** Texto dado **
########

Filosofía en español 
Filosofía en español


Nuestro Tiempo

Sobre una deserción
Carta a Alfonso Reyes

Mi querido y admirado Alfonso Reyes: Llega a mis manos el primer número de la excelentísima revista Cuadernos Americanos que mexicanos y españoles han empezado ustedes a publicar. Al cortar sus páginas y verter las primeras miradas aquí y allá, tratando de captar lo esencial o lo que más se acerque a mis temas preferidos o a mis preocupaciones del momento –así leemos, en suma, por vez primera, quienes, al margen del aguzamiento profesional, vivimos espoleados por muchas otras páginas intensas que nos aguardan cotidianamente–, y al recorrer su artículo sobre España y Waldo Frank, encuentro esta frase que logra detenerme: “Después de su primer viaje a la Argentina, José Ortega y Gasset –que ya antes había declarado que América era el mayor honor y la mayor responsabilidad histórica de España– me confesó que la agradaría ser apodado Ortega el Americano, como se dijo en la antigüedad: Escipión el Africano. Y lo ha logrado en algún modo y por las más nobles razones”.

########

** Segmento de datos **
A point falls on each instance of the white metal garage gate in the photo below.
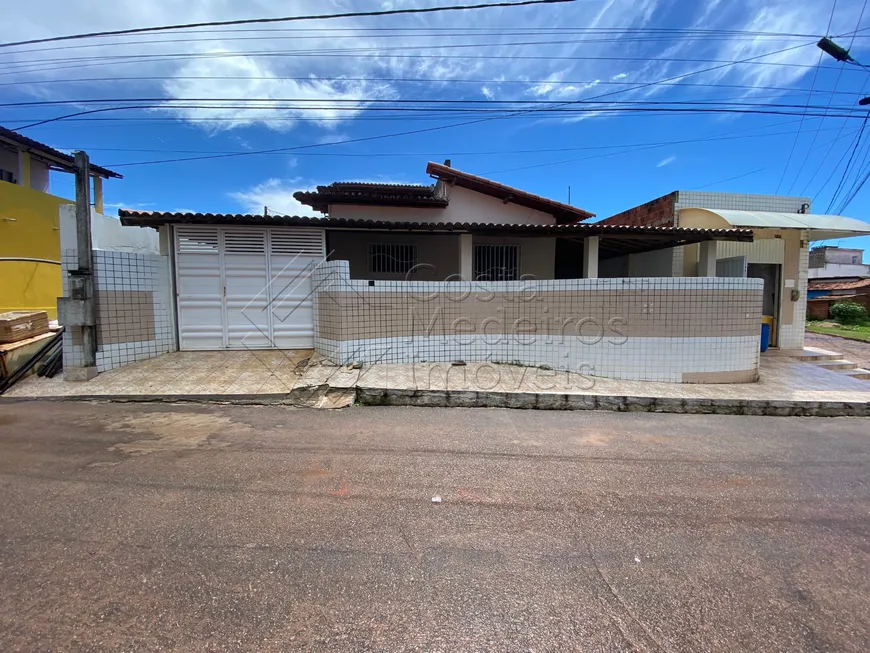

########

** Consigna A **
Resume en dos oraciones la carta a Alfonso Reyes.
** Consigna B **
Prosigue la carta a Alfonso Reyes a partir de su última oración.

** Respuesta esperada A **
Quien escribe recibe el primer número de la revista Cuadernos Americanos, que mexicanos y españoles han empezado a publicar, y al recorrer el artículo de Reyes sobre España y Waldo Frank se detiene en una frase. En ella Reyes cuenta que José Ortega y Gasset, después de su primer viaje a la Argentina, le confesó que le agradaría ser apodado Ortega el Americano, como Escipión el Africano, y afirma que lo ha logrado en algún modo y por las más nobles razones.

** Respuesta esperada B **
¡Ah, querido Alfonso, y que mentís tan absoluto acaba de darle a usted quien tal dijo! Le sospecho, a estas alturas, enterado del caso en sí: el embarque de Ortega y Gasset, hará un par de meses, hacia Lisboa, como primera escala, pero con meta prevista, y pseudoconfesada, en Berlín o Madrid. Ahora bien, como probablemente usted ignorará las circunstancias y verdadera significación de tal viaje, no me parece superfluo aclararlas, aun a riesgo de su decepción –llamémosla así, por el momento– consiguiente. De esta forma, además, daré rienda suelta a la mía– que ya tiene otro nombre. Conste, en cualquier caso, que éste no es un artículo increpatorio. Poco explican algunos que aquí se han publicado, tomando la cosa por su simple lado político, y menos aún las zafiedades de aquellos que creen haber dicho la última palabra llamando al autor de El tema de nuestro tiempo –de tantos otros libros admirables que quisiéramos siempre indemnes– un “filósofo de gran hotel”.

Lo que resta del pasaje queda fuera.